[Work request 1]:
Answer the following from the camera arm write-up, one line each:
(a) What filled the bucket in place of concrete?
(b) How many casters were added, and what did that number prevent?
(c) What was the arm to be made from?
[Work request 2]:
Extend the camera arm write-up, starting after its final sentence.

[Document segment]:

..............................

I hope you enjoyed the first entry into the A – Z of trees, next in the series can be found here The A – Z of Trees : African Mahogany (Khaya genus) [Series].



Camera arm from recycled materials – mistakes and successes

Getting increasingly annoyed with constantly adjusting and readjusting the legs of my flimsy tripod whilst making videos, I had to try and make a camera arm for increased ease and efficiency of recording in my tiny shed. Armed with the knowledge of a few camera arm building tutorials on YouTube and using only materials I already had, I set about building something that would do for the moment until more complex plans could be formulated.


Piece of conduit within a bucket.

Many of the tutorials call for a bucket filled with concrete, a heavy base to keep the arm steady. I did have a bucket but no cement. So I grabbed the plastic bucket I had and found a piece of conduit about head height. The conduit had to be held upright in the bucket, making a cross piece from old construction lumber I drilled a hole through it for the conduit to fit into. I threw a load of sand on top left over from a building project and then placed a circle of plywood on top to hold it all inside and compact it further.


The plywood circle was screwed to the bucket.

I made a corresponding plywood circle to go on the bottom of the bucket and screwed straight through it into the wooden supports inside the bucket. After that all I had to do was add a few castors so I could wheel it easily around the shed.


Adding 3 casters only means it wouldn’t rock on uneven surfaces.

The principle from then on was fairly simple; I needed an arm that would slide freely up and down the conduit with some kind of fixing ability to keep it in position when recording. The arm would be made from left over construction grade lumber and some pallet wood chunks, a pretty simple design.



A hole drilled through the pallet wood chunks made for easy positioning.

..............................

[Excerpted records]:
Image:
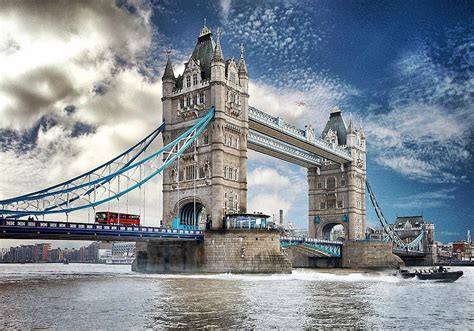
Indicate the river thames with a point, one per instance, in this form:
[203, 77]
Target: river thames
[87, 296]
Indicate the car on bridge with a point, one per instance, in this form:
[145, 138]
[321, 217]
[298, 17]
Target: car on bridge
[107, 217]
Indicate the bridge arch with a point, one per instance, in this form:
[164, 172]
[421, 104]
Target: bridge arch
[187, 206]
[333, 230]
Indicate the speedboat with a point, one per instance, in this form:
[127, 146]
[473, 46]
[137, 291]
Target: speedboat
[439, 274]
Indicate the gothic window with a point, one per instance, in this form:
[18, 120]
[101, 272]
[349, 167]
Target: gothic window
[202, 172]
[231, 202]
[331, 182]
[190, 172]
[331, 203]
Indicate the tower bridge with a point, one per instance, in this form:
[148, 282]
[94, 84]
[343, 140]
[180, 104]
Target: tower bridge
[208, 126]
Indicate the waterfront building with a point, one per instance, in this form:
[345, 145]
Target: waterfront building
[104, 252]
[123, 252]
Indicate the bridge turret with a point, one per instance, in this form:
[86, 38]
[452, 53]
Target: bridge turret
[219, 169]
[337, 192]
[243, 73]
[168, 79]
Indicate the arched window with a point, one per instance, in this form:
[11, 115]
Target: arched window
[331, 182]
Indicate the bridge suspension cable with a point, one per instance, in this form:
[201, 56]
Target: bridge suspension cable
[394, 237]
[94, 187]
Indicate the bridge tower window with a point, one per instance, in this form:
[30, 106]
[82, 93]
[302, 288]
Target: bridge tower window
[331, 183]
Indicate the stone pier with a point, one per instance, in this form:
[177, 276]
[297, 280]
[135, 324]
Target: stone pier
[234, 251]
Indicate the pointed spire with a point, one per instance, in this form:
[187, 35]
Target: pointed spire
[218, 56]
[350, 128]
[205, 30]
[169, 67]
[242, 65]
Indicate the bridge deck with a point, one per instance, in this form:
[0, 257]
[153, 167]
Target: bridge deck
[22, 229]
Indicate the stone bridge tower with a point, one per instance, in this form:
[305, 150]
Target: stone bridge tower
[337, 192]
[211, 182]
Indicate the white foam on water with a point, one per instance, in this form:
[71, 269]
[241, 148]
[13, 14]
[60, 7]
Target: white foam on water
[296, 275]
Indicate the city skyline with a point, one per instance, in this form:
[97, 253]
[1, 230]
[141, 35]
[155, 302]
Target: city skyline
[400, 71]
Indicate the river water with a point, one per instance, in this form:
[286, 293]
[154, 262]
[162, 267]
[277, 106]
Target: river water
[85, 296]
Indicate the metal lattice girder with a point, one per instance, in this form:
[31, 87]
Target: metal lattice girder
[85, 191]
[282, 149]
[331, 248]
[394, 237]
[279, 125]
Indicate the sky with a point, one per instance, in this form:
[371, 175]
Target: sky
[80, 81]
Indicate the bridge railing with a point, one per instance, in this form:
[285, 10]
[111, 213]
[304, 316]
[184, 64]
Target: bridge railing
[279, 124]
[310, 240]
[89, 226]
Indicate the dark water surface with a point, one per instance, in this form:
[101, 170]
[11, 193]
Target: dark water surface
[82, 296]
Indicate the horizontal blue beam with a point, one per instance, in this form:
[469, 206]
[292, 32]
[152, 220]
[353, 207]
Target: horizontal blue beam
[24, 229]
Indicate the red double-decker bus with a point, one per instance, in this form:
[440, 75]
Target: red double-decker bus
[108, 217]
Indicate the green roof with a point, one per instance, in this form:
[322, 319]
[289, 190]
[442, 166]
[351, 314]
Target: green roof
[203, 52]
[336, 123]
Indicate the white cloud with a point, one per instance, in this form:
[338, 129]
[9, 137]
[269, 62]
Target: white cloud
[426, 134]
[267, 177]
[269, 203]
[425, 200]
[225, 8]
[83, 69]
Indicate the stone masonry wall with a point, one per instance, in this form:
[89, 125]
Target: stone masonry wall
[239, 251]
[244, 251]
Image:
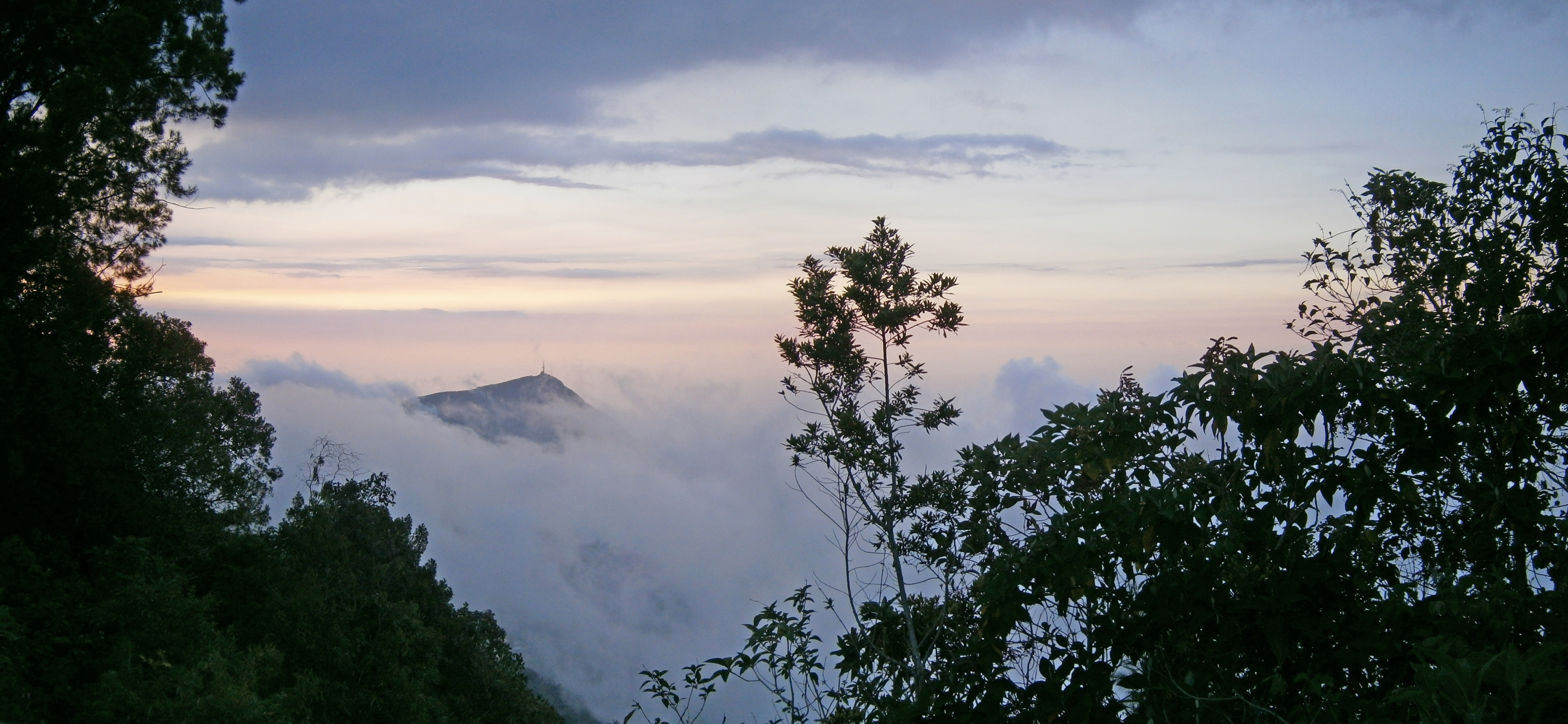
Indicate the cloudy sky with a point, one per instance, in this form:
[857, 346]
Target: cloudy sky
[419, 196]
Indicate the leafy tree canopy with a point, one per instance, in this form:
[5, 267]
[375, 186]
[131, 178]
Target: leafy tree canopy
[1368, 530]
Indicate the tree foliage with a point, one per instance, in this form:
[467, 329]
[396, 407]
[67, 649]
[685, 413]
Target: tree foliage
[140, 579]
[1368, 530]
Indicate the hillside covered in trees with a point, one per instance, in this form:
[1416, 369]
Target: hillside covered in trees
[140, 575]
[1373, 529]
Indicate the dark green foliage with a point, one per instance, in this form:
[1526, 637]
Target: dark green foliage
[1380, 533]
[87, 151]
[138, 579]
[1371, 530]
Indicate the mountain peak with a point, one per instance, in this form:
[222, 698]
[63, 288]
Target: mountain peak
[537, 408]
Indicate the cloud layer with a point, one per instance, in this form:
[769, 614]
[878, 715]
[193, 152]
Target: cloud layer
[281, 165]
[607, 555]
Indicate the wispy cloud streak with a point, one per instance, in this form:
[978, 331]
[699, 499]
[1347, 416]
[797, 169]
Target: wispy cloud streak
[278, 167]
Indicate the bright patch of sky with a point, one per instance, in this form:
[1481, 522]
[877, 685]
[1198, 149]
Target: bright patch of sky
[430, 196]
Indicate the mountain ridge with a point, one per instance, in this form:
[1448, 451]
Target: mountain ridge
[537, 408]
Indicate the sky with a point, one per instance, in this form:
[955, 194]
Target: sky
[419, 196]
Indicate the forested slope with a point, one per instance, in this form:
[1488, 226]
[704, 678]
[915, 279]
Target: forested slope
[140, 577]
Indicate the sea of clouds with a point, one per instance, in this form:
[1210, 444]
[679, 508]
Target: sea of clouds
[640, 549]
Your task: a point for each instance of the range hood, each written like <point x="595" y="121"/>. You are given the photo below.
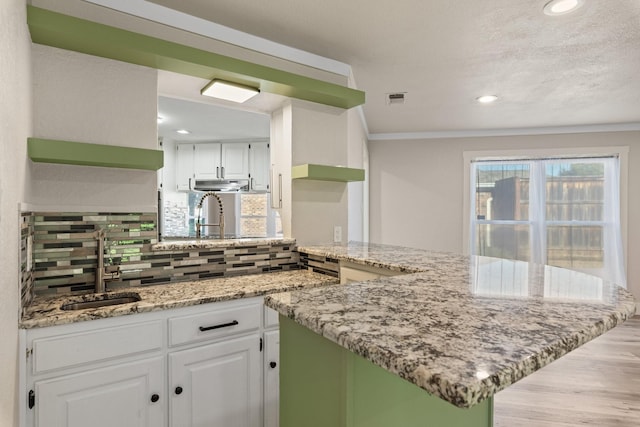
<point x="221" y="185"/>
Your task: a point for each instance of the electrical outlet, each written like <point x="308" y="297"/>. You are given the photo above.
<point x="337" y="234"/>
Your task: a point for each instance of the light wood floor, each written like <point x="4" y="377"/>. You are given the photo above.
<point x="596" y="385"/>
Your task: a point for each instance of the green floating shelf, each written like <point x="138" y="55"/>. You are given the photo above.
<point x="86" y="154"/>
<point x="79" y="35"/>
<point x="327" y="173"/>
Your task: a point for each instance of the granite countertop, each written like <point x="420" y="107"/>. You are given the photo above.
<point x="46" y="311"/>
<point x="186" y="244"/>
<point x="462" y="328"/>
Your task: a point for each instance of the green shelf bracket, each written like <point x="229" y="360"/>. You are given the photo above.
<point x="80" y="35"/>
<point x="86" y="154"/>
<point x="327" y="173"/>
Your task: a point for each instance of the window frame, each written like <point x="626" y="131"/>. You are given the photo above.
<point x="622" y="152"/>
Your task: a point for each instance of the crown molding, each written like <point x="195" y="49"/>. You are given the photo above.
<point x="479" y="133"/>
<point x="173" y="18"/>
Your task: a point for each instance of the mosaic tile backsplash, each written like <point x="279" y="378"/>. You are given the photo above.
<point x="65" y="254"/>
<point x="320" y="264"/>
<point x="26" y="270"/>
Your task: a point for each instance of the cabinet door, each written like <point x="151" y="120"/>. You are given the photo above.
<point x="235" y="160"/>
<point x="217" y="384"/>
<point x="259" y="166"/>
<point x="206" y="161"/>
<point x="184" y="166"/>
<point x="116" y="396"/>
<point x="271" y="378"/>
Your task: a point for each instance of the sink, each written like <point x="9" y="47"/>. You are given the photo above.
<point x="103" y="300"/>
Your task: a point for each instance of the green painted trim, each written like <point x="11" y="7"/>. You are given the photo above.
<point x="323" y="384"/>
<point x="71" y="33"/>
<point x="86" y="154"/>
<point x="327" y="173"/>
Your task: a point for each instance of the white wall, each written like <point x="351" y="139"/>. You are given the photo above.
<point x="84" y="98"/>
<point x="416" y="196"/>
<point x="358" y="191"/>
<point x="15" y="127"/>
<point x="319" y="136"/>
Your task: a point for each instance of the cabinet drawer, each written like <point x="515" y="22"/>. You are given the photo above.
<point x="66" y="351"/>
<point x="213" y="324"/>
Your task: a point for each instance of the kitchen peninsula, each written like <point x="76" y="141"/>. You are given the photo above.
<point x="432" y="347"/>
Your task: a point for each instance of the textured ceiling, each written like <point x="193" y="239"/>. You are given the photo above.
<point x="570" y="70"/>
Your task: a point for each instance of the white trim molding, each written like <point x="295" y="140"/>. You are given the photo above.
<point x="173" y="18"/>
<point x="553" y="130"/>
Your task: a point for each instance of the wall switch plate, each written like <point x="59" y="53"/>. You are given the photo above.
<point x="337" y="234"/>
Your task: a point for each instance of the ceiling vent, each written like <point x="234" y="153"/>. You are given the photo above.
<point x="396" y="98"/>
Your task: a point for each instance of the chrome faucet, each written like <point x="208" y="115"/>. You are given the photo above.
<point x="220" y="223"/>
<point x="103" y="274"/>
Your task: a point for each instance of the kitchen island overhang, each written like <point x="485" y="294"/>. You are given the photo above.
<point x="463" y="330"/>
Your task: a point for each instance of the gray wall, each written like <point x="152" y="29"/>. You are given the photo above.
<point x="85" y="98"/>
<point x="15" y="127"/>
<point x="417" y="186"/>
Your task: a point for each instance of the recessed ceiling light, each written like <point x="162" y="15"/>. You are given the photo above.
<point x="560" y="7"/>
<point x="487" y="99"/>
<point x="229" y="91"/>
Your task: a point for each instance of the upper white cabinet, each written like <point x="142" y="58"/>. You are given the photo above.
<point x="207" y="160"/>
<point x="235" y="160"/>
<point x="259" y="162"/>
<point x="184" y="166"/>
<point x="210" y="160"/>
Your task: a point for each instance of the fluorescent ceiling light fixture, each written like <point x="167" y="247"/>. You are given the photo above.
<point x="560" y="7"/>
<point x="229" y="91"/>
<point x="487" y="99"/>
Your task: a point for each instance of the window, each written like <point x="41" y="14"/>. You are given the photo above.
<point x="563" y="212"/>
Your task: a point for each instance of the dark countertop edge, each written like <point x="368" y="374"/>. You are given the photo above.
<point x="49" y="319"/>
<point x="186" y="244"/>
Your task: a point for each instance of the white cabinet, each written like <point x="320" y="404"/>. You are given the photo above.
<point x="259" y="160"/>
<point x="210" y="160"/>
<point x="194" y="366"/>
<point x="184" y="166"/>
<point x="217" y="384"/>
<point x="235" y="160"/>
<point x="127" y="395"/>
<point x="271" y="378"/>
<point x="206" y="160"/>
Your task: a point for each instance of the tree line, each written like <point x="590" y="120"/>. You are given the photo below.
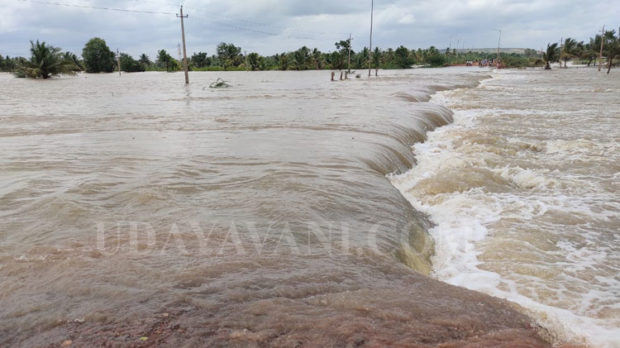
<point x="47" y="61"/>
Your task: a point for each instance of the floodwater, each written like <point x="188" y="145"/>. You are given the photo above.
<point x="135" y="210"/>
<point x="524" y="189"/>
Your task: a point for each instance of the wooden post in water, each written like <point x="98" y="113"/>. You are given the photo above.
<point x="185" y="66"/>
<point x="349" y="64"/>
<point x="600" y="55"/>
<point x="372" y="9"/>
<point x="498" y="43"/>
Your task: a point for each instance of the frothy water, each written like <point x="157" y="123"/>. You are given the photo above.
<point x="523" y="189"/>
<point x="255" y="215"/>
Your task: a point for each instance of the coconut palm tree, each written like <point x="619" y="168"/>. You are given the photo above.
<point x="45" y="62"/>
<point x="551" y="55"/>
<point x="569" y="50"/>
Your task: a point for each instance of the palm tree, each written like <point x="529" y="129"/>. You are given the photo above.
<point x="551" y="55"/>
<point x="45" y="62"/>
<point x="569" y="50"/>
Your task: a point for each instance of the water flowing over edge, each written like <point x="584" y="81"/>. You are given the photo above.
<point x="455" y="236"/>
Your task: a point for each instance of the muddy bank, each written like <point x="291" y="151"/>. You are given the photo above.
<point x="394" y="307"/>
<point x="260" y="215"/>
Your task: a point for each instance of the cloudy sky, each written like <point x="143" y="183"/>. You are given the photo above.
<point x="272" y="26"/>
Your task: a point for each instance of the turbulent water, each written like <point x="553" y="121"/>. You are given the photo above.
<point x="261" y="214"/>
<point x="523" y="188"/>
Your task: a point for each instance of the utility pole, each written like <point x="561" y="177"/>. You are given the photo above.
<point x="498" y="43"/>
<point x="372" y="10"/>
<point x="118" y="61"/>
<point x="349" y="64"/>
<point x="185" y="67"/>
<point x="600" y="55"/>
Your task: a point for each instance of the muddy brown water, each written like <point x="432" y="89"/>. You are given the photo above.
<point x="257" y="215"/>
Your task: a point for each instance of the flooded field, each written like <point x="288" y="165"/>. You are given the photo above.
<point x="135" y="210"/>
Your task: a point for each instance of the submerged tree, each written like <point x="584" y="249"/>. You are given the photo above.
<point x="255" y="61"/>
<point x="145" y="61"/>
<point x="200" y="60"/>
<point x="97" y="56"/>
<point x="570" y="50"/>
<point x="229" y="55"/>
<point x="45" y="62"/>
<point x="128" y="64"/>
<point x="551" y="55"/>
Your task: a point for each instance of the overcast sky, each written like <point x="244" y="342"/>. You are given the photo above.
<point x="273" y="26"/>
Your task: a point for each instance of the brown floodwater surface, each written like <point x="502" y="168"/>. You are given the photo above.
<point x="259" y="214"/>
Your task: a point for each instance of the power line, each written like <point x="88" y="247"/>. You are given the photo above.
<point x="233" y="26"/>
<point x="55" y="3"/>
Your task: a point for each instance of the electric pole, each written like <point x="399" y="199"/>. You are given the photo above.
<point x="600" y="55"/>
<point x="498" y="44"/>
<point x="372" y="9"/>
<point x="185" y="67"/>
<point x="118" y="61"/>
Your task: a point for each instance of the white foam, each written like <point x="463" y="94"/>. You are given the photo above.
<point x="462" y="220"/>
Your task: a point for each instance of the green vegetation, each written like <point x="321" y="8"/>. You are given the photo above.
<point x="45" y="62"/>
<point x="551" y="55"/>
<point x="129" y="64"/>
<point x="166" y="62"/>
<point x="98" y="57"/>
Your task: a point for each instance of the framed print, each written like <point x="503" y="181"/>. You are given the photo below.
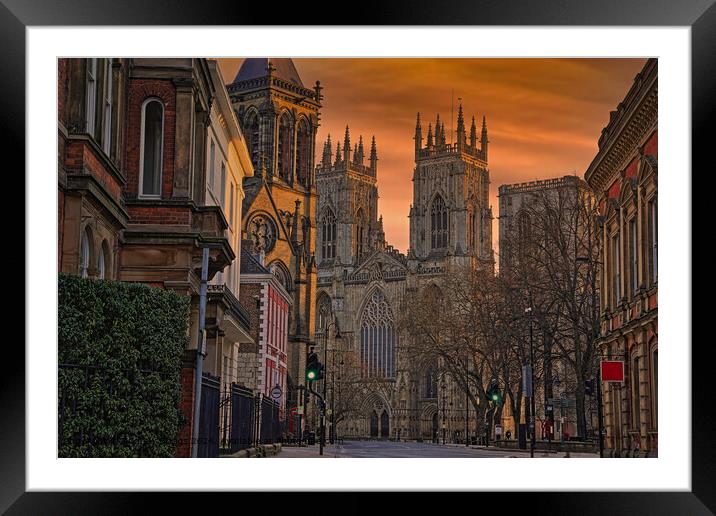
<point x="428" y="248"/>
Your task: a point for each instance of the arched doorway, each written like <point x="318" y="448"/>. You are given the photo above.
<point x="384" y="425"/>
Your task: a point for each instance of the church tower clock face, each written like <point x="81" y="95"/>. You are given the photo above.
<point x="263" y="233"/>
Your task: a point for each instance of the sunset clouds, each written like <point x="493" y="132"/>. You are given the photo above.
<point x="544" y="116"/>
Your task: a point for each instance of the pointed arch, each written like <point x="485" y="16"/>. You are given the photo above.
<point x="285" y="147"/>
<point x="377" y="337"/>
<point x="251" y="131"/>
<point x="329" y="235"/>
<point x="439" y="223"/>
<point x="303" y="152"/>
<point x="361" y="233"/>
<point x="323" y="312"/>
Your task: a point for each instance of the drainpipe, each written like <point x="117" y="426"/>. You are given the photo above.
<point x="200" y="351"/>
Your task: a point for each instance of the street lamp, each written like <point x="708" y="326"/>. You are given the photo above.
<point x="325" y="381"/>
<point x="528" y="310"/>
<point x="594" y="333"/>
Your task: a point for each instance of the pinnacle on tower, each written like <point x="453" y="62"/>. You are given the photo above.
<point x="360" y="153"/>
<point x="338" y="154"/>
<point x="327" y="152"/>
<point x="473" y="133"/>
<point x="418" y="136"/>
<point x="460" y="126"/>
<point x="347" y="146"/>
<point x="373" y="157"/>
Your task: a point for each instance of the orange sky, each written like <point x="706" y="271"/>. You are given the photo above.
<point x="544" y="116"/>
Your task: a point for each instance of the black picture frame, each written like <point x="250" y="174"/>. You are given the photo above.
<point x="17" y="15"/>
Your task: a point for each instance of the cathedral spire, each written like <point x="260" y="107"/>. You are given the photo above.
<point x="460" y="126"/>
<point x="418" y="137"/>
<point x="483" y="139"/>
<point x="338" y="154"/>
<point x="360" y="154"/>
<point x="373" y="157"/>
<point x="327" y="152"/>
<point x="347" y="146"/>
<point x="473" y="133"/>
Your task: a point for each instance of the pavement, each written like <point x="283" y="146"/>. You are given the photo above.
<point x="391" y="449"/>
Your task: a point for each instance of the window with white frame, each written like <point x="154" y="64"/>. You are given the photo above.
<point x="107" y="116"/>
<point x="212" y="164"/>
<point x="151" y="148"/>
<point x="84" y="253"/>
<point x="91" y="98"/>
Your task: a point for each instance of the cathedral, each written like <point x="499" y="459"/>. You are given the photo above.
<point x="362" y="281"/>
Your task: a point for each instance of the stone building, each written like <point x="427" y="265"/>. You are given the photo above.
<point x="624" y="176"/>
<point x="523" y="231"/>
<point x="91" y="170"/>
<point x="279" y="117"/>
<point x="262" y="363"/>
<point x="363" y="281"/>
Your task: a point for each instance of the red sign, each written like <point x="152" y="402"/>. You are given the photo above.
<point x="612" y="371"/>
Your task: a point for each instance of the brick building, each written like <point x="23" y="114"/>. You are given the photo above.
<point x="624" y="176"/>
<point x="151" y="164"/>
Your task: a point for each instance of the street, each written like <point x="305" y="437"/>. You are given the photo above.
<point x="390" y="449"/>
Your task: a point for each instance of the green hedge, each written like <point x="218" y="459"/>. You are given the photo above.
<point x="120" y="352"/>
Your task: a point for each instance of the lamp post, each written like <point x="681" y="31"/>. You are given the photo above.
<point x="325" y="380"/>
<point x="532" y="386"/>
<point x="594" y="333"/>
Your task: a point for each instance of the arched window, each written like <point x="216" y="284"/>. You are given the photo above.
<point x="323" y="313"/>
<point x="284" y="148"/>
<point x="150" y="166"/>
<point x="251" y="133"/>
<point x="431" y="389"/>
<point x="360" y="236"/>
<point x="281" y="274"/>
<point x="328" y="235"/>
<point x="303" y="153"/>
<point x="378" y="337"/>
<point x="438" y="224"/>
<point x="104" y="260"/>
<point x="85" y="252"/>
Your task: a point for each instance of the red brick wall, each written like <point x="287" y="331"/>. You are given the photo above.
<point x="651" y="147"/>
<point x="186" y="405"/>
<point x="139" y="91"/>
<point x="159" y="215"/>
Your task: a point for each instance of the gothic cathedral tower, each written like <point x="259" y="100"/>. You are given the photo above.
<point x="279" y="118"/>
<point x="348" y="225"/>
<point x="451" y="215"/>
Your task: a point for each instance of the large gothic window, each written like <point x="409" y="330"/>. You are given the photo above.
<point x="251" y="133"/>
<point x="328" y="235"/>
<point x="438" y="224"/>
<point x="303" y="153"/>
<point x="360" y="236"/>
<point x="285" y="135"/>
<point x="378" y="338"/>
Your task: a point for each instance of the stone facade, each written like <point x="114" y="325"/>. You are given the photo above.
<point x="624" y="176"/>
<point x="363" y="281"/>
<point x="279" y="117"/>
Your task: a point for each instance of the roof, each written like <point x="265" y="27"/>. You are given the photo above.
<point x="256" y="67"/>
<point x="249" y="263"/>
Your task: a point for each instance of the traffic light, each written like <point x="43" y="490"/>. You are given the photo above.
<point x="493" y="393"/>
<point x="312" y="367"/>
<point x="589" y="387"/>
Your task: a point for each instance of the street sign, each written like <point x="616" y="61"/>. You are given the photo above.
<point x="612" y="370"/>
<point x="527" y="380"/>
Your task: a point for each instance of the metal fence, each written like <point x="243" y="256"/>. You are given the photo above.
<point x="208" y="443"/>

..............................

[Exercise result 1]:
(a) A load of sand left over from a building project.
(b) Three casters, so it wouldn't rock on uneven surfaces.
(c) Leftover construction-grade lumber and some pallet wood chunks.

[Exercise result 2]:
I had some unused bolts, nuts and washers which were perfect for the fixing mechanism to keep the arm from sliding down. The procedure is fairly simple:

  • Place the nut over the area where you wish to embed it.
  • Trace and knife an outline around the nut and cut out the material to a depth as deep or deeper than the depth of the nut.
  • Drill a hole through the centre of the nut hole and out at the side where the end of the bolt will make contact.
  • Insert the nut into the hole and give a few firm taps with a hammer.
  • Trace a line around a washer to cover over the nut and take away material.
  • Place the washer over the nut and then screw a piece of wood (or metal/plastic) over the top of the washer to keep it in place.

    Using a nut and bolt as a fixing system.

    I repeated this method twice, once for the adjustment of the camera arm and the other for the adjustment of the camera pole itself. For each adjuster I made a handle for the bolt that screws into the nut to make it easier to turn, especially on these cold winter days when your hands feel like they’re going to shatter.


    The finished stand.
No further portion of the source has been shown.